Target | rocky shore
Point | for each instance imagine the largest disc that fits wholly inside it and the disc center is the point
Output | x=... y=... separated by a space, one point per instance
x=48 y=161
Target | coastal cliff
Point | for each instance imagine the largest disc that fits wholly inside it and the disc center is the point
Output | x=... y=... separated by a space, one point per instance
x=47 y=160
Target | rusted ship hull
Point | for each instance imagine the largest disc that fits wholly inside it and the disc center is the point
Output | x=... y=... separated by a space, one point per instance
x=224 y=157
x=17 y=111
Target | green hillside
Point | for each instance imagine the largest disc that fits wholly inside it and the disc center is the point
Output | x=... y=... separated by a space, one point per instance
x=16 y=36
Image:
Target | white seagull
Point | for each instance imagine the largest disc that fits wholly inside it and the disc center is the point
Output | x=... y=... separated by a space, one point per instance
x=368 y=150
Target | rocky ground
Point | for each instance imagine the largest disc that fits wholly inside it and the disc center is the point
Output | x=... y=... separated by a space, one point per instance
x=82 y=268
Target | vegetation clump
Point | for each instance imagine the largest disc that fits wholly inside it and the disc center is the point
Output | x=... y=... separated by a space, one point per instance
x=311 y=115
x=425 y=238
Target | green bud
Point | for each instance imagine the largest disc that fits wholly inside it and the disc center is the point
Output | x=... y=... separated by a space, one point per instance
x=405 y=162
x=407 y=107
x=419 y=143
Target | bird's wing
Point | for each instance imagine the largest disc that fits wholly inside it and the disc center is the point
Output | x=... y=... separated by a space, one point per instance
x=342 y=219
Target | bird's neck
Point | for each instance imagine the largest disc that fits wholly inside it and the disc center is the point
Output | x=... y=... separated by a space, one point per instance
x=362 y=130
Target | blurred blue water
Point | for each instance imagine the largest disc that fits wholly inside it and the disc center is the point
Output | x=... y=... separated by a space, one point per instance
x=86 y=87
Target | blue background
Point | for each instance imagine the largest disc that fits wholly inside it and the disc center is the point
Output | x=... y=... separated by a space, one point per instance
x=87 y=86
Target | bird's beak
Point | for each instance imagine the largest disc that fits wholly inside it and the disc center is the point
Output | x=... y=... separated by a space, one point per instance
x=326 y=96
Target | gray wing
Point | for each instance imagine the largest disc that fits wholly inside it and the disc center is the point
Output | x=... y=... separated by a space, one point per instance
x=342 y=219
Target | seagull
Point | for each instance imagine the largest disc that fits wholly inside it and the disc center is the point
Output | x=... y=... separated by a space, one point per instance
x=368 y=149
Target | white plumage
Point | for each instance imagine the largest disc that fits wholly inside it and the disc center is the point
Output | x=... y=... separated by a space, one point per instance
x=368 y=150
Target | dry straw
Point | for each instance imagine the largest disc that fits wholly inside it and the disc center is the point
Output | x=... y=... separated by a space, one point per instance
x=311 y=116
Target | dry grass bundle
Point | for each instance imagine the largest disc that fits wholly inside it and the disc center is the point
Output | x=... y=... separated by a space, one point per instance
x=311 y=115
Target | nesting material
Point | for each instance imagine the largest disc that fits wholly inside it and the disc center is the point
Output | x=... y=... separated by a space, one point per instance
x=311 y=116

------------------------------------

[WHAT IS NEEDED] Whenever a line of the data above includes the word "seagull", copy that line.

[TASK RESULT]
Target | white seagull
Target | seagull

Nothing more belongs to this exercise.